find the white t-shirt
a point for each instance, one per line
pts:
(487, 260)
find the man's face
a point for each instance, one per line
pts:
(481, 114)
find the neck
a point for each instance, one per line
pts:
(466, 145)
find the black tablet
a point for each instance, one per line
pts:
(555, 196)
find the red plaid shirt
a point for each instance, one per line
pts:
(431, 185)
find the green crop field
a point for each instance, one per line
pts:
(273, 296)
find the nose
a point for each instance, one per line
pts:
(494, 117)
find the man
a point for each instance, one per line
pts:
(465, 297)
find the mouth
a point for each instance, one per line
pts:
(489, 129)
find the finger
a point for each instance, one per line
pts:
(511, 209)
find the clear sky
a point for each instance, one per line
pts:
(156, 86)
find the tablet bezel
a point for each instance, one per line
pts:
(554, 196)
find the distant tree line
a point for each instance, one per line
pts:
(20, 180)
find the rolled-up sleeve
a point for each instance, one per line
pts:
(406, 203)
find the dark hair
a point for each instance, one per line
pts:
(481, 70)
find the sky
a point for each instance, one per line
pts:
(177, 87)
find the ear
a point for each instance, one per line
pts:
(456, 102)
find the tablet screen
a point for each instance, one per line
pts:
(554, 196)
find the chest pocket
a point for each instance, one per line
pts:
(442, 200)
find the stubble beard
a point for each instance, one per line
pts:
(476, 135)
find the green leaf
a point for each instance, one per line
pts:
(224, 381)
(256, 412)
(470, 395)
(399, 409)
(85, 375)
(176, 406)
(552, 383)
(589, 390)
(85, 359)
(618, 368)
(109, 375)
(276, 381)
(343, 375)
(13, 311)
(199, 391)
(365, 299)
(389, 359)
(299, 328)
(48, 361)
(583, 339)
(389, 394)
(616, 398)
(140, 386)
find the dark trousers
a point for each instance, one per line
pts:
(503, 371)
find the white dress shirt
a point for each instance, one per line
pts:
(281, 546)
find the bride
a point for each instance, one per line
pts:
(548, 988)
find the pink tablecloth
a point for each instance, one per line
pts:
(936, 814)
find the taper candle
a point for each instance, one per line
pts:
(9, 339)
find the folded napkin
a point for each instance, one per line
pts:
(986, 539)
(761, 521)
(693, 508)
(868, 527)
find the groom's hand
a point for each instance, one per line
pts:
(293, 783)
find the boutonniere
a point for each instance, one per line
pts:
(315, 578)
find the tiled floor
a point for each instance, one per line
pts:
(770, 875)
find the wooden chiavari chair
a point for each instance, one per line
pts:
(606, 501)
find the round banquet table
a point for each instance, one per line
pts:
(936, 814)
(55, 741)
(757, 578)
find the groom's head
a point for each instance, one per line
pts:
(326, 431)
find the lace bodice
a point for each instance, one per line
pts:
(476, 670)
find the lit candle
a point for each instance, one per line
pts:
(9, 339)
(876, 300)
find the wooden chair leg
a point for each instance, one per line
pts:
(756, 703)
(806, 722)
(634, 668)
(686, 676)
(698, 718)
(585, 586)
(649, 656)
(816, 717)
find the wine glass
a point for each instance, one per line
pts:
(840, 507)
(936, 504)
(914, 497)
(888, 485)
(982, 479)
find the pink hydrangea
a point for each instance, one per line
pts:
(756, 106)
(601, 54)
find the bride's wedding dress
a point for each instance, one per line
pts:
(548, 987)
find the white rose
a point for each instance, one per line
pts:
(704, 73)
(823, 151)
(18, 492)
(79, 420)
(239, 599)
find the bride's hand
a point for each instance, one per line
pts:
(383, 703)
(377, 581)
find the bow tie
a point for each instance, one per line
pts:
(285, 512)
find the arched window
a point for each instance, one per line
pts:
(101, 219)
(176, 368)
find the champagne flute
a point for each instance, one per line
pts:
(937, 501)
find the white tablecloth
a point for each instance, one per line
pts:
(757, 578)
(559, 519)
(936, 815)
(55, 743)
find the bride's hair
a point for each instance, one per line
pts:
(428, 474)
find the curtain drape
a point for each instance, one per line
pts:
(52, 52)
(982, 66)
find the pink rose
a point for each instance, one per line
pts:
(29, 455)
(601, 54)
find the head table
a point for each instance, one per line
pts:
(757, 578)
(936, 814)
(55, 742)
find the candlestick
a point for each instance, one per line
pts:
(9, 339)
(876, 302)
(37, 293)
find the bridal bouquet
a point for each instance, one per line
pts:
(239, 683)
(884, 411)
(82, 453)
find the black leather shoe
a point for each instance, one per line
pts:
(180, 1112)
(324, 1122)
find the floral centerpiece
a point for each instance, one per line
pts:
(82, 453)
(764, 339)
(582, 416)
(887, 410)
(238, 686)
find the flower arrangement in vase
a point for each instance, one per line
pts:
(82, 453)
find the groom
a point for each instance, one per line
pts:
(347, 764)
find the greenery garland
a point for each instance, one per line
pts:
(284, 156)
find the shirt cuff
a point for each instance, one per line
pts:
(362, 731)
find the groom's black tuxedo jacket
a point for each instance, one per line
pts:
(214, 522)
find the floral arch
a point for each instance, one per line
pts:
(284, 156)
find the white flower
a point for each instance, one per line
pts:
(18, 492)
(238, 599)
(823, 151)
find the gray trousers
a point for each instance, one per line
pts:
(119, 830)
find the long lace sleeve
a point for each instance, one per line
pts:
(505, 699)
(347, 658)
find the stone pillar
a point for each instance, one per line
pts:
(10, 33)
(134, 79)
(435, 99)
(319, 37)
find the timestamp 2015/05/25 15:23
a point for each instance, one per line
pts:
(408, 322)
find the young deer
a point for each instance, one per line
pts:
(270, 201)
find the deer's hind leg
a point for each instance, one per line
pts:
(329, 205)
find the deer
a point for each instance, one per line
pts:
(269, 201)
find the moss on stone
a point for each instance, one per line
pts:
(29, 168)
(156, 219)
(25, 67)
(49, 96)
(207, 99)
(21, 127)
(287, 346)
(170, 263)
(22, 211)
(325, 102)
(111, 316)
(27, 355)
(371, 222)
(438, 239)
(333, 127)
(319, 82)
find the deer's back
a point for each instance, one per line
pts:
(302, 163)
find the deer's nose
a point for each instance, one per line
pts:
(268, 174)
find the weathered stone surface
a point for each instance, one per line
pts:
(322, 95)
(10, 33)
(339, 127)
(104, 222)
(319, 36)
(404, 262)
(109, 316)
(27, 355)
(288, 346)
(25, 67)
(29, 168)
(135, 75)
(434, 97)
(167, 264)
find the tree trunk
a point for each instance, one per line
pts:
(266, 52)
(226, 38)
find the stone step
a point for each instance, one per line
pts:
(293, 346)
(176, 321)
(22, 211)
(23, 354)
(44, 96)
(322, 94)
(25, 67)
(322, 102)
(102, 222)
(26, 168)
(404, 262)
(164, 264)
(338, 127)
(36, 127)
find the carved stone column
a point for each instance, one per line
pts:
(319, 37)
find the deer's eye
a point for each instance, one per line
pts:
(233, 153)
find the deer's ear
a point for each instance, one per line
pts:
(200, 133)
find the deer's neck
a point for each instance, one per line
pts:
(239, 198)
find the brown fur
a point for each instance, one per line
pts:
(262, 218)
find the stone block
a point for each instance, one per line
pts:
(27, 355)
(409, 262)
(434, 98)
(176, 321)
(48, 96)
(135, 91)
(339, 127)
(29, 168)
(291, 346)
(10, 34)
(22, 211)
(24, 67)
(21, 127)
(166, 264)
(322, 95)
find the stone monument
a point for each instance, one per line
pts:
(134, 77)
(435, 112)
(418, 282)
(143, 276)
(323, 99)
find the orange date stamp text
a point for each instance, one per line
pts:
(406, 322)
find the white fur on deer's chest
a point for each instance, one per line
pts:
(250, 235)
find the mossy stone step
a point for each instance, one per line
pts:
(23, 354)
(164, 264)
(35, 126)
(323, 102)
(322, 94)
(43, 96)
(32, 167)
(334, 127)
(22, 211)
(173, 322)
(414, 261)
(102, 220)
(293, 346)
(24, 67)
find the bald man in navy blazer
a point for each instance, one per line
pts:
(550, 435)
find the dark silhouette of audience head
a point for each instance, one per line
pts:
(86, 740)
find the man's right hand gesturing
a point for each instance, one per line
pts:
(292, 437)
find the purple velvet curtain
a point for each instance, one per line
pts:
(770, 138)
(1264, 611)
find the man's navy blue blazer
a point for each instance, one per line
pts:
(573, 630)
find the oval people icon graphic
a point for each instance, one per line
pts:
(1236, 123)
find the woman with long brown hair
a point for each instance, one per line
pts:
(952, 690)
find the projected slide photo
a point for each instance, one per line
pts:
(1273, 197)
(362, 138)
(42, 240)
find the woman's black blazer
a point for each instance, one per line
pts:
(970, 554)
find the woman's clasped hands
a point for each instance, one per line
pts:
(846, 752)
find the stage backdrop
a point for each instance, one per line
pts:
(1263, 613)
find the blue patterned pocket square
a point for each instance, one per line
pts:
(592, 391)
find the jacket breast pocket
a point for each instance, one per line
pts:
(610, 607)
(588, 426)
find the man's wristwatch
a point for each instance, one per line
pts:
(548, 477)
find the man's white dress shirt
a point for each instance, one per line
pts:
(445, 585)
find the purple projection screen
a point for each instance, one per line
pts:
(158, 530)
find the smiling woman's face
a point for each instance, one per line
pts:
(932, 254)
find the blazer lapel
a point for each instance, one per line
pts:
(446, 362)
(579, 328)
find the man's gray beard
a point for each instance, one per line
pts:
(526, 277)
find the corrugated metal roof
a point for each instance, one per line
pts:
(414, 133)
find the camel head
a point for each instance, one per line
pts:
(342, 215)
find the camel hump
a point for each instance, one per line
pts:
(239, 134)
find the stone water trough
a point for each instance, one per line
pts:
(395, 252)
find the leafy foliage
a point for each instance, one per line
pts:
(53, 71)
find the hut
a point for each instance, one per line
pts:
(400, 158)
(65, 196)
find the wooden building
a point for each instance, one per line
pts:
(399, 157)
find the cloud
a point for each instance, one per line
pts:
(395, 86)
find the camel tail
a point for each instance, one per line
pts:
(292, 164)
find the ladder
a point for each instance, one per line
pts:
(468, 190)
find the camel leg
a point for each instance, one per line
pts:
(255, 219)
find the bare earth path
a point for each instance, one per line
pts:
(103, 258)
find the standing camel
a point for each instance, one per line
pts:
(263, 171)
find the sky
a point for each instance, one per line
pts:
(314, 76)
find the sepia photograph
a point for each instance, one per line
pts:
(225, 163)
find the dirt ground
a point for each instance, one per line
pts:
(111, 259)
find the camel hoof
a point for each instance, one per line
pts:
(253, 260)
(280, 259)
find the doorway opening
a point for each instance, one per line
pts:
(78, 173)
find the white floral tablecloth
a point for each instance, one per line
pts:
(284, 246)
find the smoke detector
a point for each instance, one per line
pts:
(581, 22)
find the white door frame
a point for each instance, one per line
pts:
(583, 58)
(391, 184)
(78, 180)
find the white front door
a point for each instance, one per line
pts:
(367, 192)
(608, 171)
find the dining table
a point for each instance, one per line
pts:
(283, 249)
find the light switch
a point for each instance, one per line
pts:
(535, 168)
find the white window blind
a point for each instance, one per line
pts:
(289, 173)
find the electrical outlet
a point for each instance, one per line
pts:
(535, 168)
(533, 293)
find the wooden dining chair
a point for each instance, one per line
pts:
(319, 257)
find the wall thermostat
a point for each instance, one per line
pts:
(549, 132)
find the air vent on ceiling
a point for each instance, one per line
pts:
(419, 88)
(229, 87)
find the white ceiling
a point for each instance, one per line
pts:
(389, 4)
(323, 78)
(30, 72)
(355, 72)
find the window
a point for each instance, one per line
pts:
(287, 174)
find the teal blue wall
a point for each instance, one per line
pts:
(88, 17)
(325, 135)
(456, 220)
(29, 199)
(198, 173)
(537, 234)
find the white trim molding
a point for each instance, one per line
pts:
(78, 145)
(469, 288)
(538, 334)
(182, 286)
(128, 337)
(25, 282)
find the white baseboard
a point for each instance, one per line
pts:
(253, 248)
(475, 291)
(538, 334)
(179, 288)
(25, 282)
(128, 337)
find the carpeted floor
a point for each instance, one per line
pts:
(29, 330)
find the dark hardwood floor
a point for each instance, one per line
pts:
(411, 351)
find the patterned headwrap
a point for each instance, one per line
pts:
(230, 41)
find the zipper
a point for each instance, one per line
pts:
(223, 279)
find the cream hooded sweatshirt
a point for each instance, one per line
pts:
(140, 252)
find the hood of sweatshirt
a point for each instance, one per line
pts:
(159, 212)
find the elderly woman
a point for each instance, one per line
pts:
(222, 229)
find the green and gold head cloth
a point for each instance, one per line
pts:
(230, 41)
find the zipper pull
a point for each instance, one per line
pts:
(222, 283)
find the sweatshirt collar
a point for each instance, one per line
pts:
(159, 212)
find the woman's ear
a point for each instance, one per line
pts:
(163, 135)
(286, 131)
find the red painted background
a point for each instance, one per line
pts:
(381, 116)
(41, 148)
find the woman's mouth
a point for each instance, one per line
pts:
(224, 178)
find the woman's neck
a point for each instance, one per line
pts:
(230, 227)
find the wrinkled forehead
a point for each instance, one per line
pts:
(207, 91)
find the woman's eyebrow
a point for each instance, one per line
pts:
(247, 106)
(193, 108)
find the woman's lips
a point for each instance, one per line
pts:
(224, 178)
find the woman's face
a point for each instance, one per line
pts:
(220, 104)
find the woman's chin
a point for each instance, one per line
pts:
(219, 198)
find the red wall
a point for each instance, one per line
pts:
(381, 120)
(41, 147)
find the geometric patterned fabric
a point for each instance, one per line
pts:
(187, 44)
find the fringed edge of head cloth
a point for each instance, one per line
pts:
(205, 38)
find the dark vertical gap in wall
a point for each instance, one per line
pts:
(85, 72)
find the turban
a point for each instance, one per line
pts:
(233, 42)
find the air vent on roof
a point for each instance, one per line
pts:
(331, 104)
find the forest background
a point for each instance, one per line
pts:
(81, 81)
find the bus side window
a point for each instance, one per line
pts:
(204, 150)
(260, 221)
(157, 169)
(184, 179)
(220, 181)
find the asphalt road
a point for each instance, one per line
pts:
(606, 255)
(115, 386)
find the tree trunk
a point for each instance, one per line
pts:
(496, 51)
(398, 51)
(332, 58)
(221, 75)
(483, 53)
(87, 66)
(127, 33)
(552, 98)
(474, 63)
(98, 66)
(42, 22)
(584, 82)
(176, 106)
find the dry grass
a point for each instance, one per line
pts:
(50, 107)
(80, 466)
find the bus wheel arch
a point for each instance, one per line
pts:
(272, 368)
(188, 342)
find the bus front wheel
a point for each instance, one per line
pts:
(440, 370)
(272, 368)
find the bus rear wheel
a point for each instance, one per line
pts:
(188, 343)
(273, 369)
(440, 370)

⁂

Retype, with no changes, everything in the data above from the line containing "find the turban" down to the end of the data.

■ **FINISHED TASK**
find the turban
a point for each instance, one per line
pts:
(233, 42)
find the air vent on roof
a point for each instance, one per line
pts:
(331, 104)
find the forest background
a point for each instance, one per line
pts:
(81, 81)
find the bus side window
a point for each instance, one per line
pts:
(204, 150)
(260, 221)
(157, 169)
(184, 179)
(220, 181)
find the asphalt road
a point for each instance, one per line
pts:
(606, 255)
(115, 386)
find the tree trunk
a point for each instance, one per line
pts:
(496, 51)
(398, 51)
(332, 58)
(221, 75)
(483, 53)
(87, 66)
(127, 33)
(552, 98)
(474, 63)
(98, 66)
(42, 22)
(584, 82)
(176, 106)
find the dry grass
a point for each instance, one per line
pts:
(50, 107)
(80, 466)
find the bus wheel arch
a point for each instance, one per line
pts:
(272, 368)
(188, 342)
find the bus front wheel
a point for each instance, one per line
pts:
(440, 370)
(272, 368)
find the bus rear wheel
a point for each instance, one per line
pts:
(188, 343)
(273, 369)
(440, 370)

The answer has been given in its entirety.